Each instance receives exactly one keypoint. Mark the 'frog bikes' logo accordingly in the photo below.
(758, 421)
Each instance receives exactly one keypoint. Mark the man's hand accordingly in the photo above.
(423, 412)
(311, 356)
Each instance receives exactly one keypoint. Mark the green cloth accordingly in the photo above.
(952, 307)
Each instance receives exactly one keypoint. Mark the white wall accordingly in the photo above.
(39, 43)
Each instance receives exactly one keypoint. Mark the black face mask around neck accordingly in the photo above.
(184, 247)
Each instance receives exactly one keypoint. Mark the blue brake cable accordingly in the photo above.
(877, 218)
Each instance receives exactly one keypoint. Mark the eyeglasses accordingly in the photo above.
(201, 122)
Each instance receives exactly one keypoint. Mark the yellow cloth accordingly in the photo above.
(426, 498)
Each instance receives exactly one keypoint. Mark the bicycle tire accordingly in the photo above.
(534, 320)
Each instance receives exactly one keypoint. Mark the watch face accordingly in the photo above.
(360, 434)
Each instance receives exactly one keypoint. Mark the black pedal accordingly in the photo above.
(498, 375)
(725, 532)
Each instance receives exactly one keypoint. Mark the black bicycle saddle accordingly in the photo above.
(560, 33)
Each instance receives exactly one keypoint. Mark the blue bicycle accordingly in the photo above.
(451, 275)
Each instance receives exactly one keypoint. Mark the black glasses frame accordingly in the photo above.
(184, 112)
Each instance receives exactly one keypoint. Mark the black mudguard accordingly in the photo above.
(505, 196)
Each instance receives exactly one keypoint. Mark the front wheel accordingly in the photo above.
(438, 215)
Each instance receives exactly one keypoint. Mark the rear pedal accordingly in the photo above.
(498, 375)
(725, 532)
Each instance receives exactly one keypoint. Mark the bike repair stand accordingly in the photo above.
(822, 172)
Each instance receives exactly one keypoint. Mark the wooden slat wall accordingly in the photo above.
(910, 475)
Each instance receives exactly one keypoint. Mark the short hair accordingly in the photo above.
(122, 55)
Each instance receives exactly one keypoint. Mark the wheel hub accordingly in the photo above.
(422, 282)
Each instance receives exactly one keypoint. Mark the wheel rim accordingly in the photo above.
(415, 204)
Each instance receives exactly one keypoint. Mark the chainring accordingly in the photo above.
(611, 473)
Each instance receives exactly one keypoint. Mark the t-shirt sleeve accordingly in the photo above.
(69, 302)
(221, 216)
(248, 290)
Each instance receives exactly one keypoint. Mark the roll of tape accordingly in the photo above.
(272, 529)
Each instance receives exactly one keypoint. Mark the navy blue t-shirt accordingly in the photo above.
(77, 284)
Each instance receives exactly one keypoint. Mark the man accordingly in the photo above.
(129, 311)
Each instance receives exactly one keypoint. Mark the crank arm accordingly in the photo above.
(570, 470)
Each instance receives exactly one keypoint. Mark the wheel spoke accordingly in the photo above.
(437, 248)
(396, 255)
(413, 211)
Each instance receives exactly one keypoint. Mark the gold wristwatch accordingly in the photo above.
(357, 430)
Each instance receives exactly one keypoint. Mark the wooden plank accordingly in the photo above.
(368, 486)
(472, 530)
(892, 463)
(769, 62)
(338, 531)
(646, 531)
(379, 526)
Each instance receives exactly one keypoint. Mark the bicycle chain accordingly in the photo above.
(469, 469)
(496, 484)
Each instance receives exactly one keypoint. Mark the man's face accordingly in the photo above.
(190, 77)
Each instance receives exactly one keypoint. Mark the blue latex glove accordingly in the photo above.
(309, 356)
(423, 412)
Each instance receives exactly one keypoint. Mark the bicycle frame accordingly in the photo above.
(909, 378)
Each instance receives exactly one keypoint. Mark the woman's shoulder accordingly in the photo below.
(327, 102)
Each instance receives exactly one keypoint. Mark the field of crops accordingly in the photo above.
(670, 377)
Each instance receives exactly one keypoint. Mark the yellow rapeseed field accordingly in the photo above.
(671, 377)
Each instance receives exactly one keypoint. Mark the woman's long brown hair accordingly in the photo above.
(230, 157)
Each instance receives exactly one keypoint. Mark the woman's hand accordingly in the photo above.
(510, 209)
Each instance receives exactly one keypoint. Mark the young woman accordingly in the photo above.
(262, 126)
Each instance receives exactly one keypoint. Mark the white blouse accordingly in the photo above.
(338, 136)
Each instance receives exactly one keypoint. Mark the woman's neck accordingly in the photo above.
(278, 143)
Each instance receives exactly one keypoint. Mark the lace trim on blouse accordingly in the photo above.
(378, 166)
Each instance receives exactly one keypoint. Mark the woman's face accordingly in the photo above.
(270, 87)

|---|

Objective: Could you write out all of the data above again, swapping "keypoint" for "marker" wherever it appears and leaving everything else unchanged?

Solution to this task:
Each instance receives exactly one marker. Mark the 'frog bikes' logo accordingly in the photo below.
(758, 421)
Each instance receives exactly one marker. Mark the man's hand accordingly in the photo above.
(423, 412)
(311, 356)
Each instance receives exactly one marker. Mark the green cloth accordingly in the photo above.
(952, 307)
Each instance receives exactly one marker. Mark the white wall accordingly in the photo above.
(39, 43)
Each instance receives exactly one marker. Mark the black face mask around neck accordingly in the photo above.
(184, 247)
Each instance receives exactly one marker. Mark the blue brake cable accordingly in the photo above.
(877, 218)
Each instance receives exactly one marker. Mark the eyeglasses accordingly in the photo above.
(201, 122)
Each instance receives exactly one marker. Mark the yellow cloth accordingly in the photo above.
(426, 498)
Each instance receives exactly one marker. Mark the bicycle tire accordingly in the photo above.
(534, 320)
Each instance receives exactly one marker. Mark the watch face accordingly in the photo above.
(360, 434)
Each instance receives exactly one marker. Mark the black pedal accordingly in the photo above.
(498, 375)
(725, 532)
Each instance receives exactly one marker. Mark the black bicycle saddle accordingly in the photo above.
(560, 33)
Each instance receives exactly one marker. Mark the blue bicycle accordingly in the photo above.
(451, 275)
Each instance receives exactly one marker. Mark the black glasses frame accordingly in the photo above.
(184, 112)
Each instance receives exactly one marker. Mark the black mudguard accordingly in the photo above.
(505, 196)
Each instance receives exactly one marker. Mark the front wheel accordingly in the photo above.
(438, 215)
Each instance receives exactly one marker. Mark the rear pedal accordingly in the photo above.
(498, 375)
(725, 532)
Each instance receives exactly one marker. Mark the bike repair stand accordingly in the photo above.
(822, 172)
Each instance receives exactly one marker. Mark the wooden slat wall accordingly in the photo above.
(910, 475)
Each instance receives exactly one marker. Mark the short hair accordingly in the photo above.
(122, 55)
Each instance receives exactly one marker. Mark the wheel hub accordingly in the photo above.
(422, 282)
Each instance receives exactly one marker. Mark the wheel rim accordingly in the photo above.
(415, 204)
Each instance receives exactly one marker. Mark the chainring accordingly in the photo above.
(611, 473)
Each instance receives exactly one marker. Mark the t-shirt sleeve accordingly in the photo above.
(69, 302)
(221, 216)
(248, 290)
Each instance receives exactly one marker. Mark the roll of tape accordingly in the photo above.
(272, 529)
Each instance receives exactly one marker. Mark the navy blue t-shirt accordingly in the photo above.
(77, 284)
Each instance receives exactly one marker. Mark the man accordingly in the photo above.
(129, 311)
Each instance receives exactly one marker. Mark the crank arm accordingly in the photo above.
(570, 470)
Each instance receives exactly one marker. Mark the wheel spoke accordingly in the photo above.
(437, 248)
(396, 255)
(413, 211)
Each instance receives exactly one marker. Mark the gold wristwatch accordingly in the photo above.
(357, 430)
Each instance receives exactly one marker. Mark the wooden plank accordingly in the photo above.
(368, 486)
(472, 530)
(892, 463)
(769, 62)
(338, 531)
(646, 531)
(379, 526)
Each instance receives exactly one marker. Mark the bicycle chain accordingly in the photo above.
(469, 469)
(496, 484)
Each instance receives exactly one marker. Mark the man's face accordingly in the photo above.
(190, 77)
Each instance receives exactly one marker. Mark the blue latex glove accordingly in the photo above.
(309, 356)
(423, 412)
Each instance receives exactly one marker. Mark the bicycle frame accordingly in the photo above.
(909, 378)
Each instance receives exactly one marker. Mark the woman's shoulder accordingly in the photo below.
(327, 102)
Each instance receives exactly one marker. Mark the field of crops accordingly in the photo above.
(670, 377)
Each instance receives exactly one marker. Mark the yellow rapeseed field accordingly in the photo above.
(671, 377)
Each instance receives exactly one marker. Mark the woman's long brown hair accordingly in the photo above.
(230, 157)
Each instance receives exactly one marker. Mark the woman's hand accordingly in the photo above.
(510, 209)
Each instance receives exactly one marker. Mark the young woman accordingly in the photo above.
(262, 126)
Each instance receives exactly one marker. Mark the white blouse accordingly in the photo above.
(338, 136)
Each instance receives exactly one marker. Mark the woman's neck accordingly in the photo above.
(278, 143)
Each instance receives exactly one marker. Mark the lace trim on blouse accordingly in the photo above.
(378, 166)
Each instance receives exactly one marker. Mark the woman's face accordingly in the photo above.
(270, 87)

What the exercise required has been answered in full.